▸ **Text**:
● ● ● ●

Baruch D. Kuppermann, MD, PhD

In a phase 2a trial, 48% of the patients who received intravitreal injections of risuteganib (Allegro Ophthalmics) at baseline and week 16, with analysis at 28 weeks, achieved the primary endpoint of an eight-letter improvement, and 20% had a gain of 15 letters. OCT criteria at baseline correlated with best corrected visual acuity response, including enhanced ellipsoid integrity, greater outer retinal thickness and decreased geographic atrophy.

Further AI analysis performed separately by two reading centers, with responders defined as patients with at least an eight-letter gain, concluded that the more preserved the photoreceptors, the better response to risuteganib.

“If you have got at least a 30 µm photoreceptor layer, that will increase the responder rate by 40%,” Kuppermann said.

In the ReCLAIM-2 trial, 117 patients injected subcutaneously with elamipretide 40 mg (Stealth BioTherapeutics) on a daily basis were compared with 59 patients who received placebo.

The primary endpoint analysis was not successful. The mean change in low-luminance visual acuity and the mean change in geographic atrophy were not significant. However, there was a significant difference in the number of those who gained two and three lines of vision with the drug vs. placebo.

● ● ● ●

[Records from a data collection]
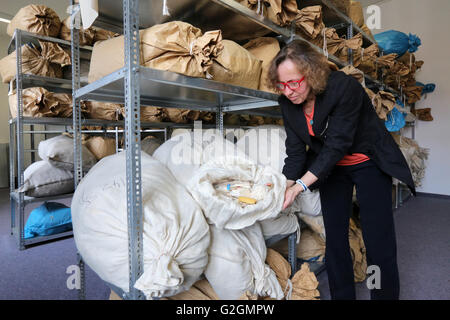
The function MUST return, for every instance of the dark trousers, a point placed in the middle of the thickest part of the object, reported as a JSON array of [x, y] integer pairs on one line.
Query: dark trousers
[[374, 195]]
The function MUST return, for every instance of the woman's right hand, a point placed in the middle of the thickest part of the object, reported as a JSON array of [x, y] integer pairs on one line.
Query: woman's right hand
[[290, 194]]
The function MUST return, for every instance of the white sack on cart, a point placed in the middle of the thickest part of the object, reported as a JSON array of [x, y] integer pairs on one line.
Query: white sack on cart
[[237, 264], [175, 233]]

● ● ● ●

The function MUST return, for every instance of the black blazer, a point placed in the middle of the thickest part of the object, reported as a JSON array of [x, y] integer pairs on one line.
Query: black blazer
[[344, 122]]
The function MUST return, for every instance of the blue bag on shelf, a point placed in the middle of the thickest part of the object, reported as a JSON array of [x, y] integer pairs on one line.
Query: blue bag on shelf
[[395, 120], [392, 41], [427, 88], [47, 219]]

● ● ● ●

▸ **Work order 1**:
Do these statements agree with the text on the risuteganib and elamipretide trials? (a) In the phase 2a trial, 20% of patients gained 15 letters. (b) In ReCLAIM-2, elamipretide was given by intravitreal injection. (c) The ReCLAIM-2 primary endpoint analysis succeeded. Answer yes or no for each, quoting the words of the text that decide it.
▸ **Work order 2**:
Write what comes next in the text on the risuteganib and elamipretide trials, starting after its last sentence.

▸ **Exercise answer 1**:
(a) Yes: "20% had a gain of 15 letters"
(b) No: "injected subcutaneously with elamipretide 40 mg"
(c) No: "The primary endpoint analysis was not successful."

▸ **Exercise answer 2**:
“Even more important, however, is that they showed a reduced ellipsoid zone (EZ) attenuation. This reduction was 43% of total EZ attenuation and 47% of partial ellipsoid zone attenuation,” Kuppermann said.

Of note, the FDA is willing to consider this as a surrogate endpoint in clinical trials.

These findings indicate that restoration of functional vision might be achievable in dry AMD patients with more anatomic integrity using mitochondrial-stabilizing drugs, suggesting that early treatment of dry AMD is warranted to reverse vision loss. They also suggest that it is important to establish thresholds, such as minimum EZ-retinal pigment epithelium thickness, to enrich the study population with potential responders to the study drug.

“Reduction of EZ attenuation may be an acceptable anatomic surrogate endpoint for clinical trials, which would facilitate the path of developing new drugs for this condition,” Kuppermann said.